→ **Page text**:
# # #
This image is from The Return of Throat Singing by Jenn Brown. |
Katajanik utippalianina The Return of Throat Singing
Dir: FRAMED Participants, Women's Film Festival project by
Jenn Brown NL (Documentary 7.0)
The Return of Throat Singing is a sliver of a documentary
that is a scant seven minutes long.
What director Jenn Brown has done is rely entirely on the spare words
and the wide smiles of her participants.
There is no narrator's voice to pose questions, no historical
perspective to contextualize the loss of an indigenous cultural practice. But when filmmaker Jenn Brown heard
that young women were teaching themselves to sing in that distinctive, urgent
humming she had to go and discover it for herself. "Imagine, a tradition in Nain, which was nearly
destroyed by the missionaries. And
now high school girls are practicing their singing during breaks between
classes!" exclaims Brown.
We are shown the girls, face to face, leaning rocking with
their voices bouncing back and forth.
The girls are in casual clothes and only in one outdoor scene are they
in traditional dress. This is not
cultural processed and packaged for Western tourism. When the girls introduce their songs it is in the simplest
of terms, "This one is a love song", "That one was about geese
flying over head and how the sounds change." The songs are sung with evident pleasure but without
fanfare. Learned through imitation
and practice. Brown says it was
important for her not impose her view on the revival although she was struck by
the women's spirit of independence.
# # #
(Stored data)

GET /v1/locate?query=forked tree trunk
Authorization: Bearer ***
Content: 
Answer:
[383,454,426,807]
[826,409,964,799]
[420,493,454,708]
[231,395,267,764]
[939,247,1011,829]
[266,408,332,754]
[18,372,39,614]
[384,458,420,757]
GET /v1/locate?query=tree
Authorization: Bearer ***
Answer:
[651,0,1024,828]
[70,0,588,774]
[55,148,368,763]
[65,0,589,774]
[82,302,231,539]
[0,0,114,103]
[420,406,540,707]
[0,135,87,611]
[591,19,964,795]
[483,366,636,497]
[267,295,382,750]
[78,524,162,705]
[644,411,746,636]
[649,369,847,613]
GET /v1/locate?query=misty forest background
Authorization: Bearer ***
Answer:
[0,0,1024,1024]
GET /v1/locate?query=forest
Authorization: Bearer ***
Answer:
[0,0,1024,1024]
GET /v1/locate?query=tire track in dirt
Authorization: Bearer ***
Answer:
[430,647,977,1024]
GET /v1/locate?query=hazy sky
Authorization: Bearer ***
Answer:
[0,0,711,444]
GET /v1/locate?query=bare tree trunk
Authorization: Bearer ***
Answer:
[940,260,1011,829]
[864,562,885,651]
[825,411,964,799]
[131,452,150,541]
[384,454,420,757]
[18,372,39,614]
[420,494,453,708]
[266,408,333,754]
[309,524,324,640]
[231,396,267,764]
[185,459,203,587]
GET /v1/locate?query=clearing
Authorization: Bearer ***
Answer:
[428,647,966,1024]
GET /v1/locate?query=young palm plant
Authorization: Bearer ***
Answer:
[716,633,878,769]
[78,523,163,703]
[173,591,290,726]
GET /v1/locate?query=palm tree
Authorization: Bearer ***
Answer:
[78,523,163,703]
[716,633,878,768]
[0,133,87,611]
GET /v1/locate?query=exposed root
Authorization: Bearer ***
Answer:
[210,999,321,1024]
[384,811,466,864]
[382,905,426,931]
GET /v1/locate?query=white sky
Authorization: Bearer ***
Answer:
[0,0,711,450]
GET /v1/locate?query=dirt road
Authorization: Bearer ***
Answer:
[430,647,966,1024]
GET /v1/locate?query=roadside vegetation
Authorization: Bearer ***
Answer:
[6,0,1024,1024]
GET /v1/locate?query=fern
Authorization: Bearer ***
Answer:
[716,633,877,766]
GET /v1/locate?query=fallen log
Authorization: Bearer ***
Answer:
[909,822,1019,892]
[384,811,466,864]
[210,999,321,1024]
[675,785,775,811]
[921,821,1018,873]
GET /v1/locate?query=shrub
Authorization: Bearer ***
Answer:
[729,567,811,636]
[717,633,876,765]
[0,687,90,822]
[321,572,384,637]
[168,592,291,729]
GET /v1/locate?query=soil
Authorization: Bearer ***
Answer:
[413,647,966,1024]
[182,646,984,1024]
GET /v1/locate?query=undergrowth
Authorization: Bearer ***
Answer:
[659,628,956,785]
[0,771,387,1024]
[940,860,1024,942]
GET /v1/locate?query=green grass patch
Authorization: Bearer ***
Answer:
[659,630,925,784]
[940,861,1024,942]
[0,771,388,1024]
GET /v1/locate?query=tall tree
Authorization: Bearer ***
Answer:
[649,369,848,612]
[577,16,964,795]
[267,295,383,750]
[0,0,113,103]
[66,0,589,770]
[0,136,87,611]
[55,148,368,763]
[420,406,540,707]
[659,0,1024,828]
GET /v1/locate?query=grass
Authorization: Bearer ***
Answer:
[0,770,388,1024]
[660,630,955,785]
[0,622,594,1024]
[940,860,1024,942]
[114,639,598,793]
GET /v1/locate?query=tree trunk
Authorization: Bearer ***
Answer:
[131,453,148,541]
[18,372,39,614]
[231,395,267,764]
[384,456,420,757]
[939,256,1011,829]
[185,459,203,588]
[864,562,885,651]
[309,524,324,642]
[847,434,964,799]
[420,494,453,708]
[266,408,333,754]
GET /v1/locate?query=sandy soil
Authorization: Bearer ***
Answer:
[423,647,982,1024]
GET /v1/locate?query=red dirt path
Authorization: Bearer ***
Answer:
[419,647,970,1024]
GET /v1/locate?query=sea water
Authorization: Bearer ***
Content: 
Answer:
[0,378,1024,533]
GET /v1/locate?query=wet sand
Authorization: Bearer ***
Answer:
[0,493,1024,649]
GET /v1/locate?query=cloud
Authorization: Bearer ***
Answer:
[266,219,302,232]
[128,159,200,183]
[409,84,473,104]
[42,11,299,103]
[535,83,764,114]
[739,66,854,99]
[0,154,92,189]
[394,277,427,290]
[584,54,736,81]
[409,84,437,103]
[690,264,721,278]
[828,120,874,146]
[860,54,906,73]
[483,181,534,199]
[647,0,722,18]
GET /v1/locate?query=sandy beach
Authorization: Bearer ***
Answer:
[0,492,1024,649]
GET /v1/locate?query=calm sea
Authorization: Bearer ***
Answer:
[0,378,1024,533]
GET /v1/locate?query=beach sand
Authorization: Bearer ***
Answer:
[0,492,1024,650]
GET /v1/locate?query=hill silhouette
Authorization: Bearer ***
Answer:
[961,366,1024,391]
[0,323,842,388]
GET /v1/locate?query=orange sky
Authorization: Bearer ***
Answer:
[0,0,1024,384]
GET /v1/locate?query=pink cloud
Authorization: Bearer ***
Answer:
# # #
→ **Exercises**:
a: In the throat singing review, swap "geese" for "ducks" and write out the passage starting with "We are shown" and going on through "spirit of independence.".
b: How long is the documentary discussed in the throat singing review?
c: Do these statements agree with the throat singing review? (i) A narrator poses questions in the film. (ii) High school girls practice their singing during breaks between classes. (iii) The girls wear traditional dress in only one outdoor scene.
The rows play no part in what needs to be done here.

→ **The solutions**:
a:
We are shown the girls, face to face, leaning rocking with
their voices bouncing back and forth.
The girls are in casual clothes and only in one outdoor scene are they
in traditional dress. This is not
cultural processed and packaged for Western tourism. When the girls introduce their songs it is in the simplest
of terms, "This one is a love song", "That one was about ducks
flying over head and how the sounds change." The songs are sung with evident pleasure but without
fanfare. Learned through imitation
and practice. Brown says it was
important for her not impose her view on the revival although she was struck by
the women's spirit of independence.

b: It is seven minutes long.

c:
(i) No: "There is no narrator's voice to pose questions"
(ii) Yes: "now high school girls are practicing their singing during breaks between classes!"
(iii) Yes: "only in one outdoor scene are they in traditional dress"